Text provided ::
^^^^^^^^^^^^^^^^

Tap PostgreSQL

PostgreSQL setup requirements

(Section based on Stitch documentation)

Step 1: Check if you have all the required credentials for replicating data from PostgreSQL

  • CREATEROLE or SUPERUSER privilege - Either permission is required to create a database user for PipelineWise.

Step 2. Create a PipelineWise database user

Next, you’ll create a dedicated database user for PipelineWise. Create a new user and grant the required permissions on the database, schema and tables that you want to replicate:

  • CREATE USER pipelinewise WITH ENCRYPTED PASSWORD '<password>'

  • GRANT CONNECT ON DATABASE <database_name> TO pipelinewise

  • GRANT USAGE ON SCHEMA <schema_name> TO pipelinewise

  • GRANT SELECT ON ALL TABLES IN SCHEMA <schema_name> TO pipelinewise

In order for pipelinewise user to automatically be able to access any tables created in the future, we recommend running the following query:

ALTER DEFAULT PRIVILEGES IN SCHEMA <schema_name> GRANT SELECT ON TABLES TO pipelinewise;

Step 3: Configure Log-based Incremental Replication

Note

This step is only required if you use Log Based replication method.

Warning

Log Based for PostgreSQL-based databases requires:

  • PostgreSQL databases running PostgreSQL versions 9.4.x or greater.

  • To avoid a critical PostgreSQL bug, use at least one of the following minor versions

    • PostgreSQL 12.0

    • PostgreSQL 11.2

    • PostgreSQL 10.7

    • PostgreSQL 9.6.12

    • PostgreSQL 9.5.16

    • PostgreSQL 9.4.21

  • A connection to the master instance. Log-based replication will only work by connecting to the master instance.

Step 3.1: Install the wal2json plugin

To use Log Based for your PostgreSQL integration, you must install the wal2json plugin. The wal2json plugin outputs JSON objects for logical decoding, which Stitch then uses to perform Log-based Replication.

Steps for installing the plugin vary depending on your operating system. Instructions for each operating system type are in the wal2json’s GitHub repository:

After you’ve installed the plugin, you can move onto the next step.

Step 3.2: Edit the database configuration file

Locate the database configuration file (usually postgresql.conf) and define the parameters as follows:

wal_level=logical
max_replication_slots=5
max_wal_senders=5

Note: For max_replication_slots and max_wal_senders, we’re defaulting to a value of 5. This should be sufficient unless you have a large number of read replicas connected to the master instance.

Step 3.3: Restart the PostgreSQL service

Restart your PostgreSQL service to ensure the changes take effect.

Step 3.4: Replication slot

In PostgreSQL, a logical replication slot represents a stream of database changes that can then be replayed to a client in the order they were made on the original server. Each slot streams a sequence of changes from a single database.

Pipelinewise automatically creates a dedicated logical replication slot for each database and tap.

Note

wal2json is required to use Log Based in Pipelinewise for PostgreSQL-backed databases.

Note

In case of full resync of a whole tap, Pipelinewise will attempt to drop the slot.

^^^^^^^^^^^^^^^^

Stored items:
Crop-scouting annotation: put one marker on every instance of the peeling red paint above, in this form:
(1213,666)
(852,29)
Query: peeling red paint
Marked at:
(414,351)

^^^^^^^^^^^^^^^^

Task brief :: Continue the PostgreSQL setup guide from its last sentence onward.

The reply ::
Configuring what to replicate

PipelineWise configures every tap with a common structured YAML file format. A sample YAML for Postgres replication can be generated into a project directory by following the steps in the Generating Sample Pipelines section.

Example YAML for tap-postgres:

---

# ------------------------------------------------------------------------------
# General Properties
# ------------------------------------------------------------------------------
id: "postgres_sample"                  # Unique identifier of the tap
name: "Sample Postgres Database"       # Name of the tap
type: "tap-postgres"                   # !! THIS SHOULD NOT CHANGE !!
owner: "somebody@foo.com"              # Data owner to contact
#send_alert: False                     # Optional: Disable all configured alerts on this tap
#slack_alert_channel: "#tap-channel"   # Optional: Sending a copy of specific tap alerts to this slack channel


# ------------------------------------------------------------------------------
# Source (Tap) - PostgreSQL connection details
# ------------------------------------------------------------------------------
db_conn:
  host: "<HOST>"                       # PostgreSQL host
  port: 5432                           # PostgreSQL port
  user: "<USER>"                       # PostfreSQL user
  password: "<PASSWORD>"               # Plain string or vault encrypted
  dbname: "<DB_NAME>"                  # PostgreSQL database name
  #filter_schemas: "schema1,schema2"   # Optional: Scan only the required schemas
                                       #           to improve the performance of
                                       #           data extraction
  #max_run_seconds                     # Optional: Stop running the tap after certain
                                       #           number of seconds
                                       #           Default: 43200
  #logical_poll_total_seconds:         # Optional: Stop running the tap when no data
                                       #           received from wal after certain number of seconds
                                       #           Default: 10800
  #break_at_end_lsn:                   # Optional: Stop running the tap if the newly received lsn
                                       #           is after the max lsn that was detected when the tap started
                                       #           Default: true
  #ssl: "true"                         # Optional: Using SSL via postgres sslmode 'require' option.
                                       #           If the server does not accept SSL connections or the client
                                       #           certificate is not recognized the connection will fail
  fastsync_parallelism: <int>          # Optional: size of multiprocessing pool used by FastSync
                                       #           Min: 1
                                       #           Default: number of CPU cores

# ------------------------------------------------------------------------------
# Destination (Target) - Target properties
# Connection details should be in the relevant target YAML file
# ------------------------------------------------------------------------------
target: "snowflake"                    # ID of the target connector where the data will be loaded
batch_size_rows: 20000                 # Batch size for the stream to optimise load performance
stream_buffer_size: 0                  # In-memory buffer size (MB) between taps and targets for asynchronous data pipes
#batch_wait_limit_seconds: 3600        # Optional: Maximum time to wait for `batch_size_rows`. Available only for snowflake target.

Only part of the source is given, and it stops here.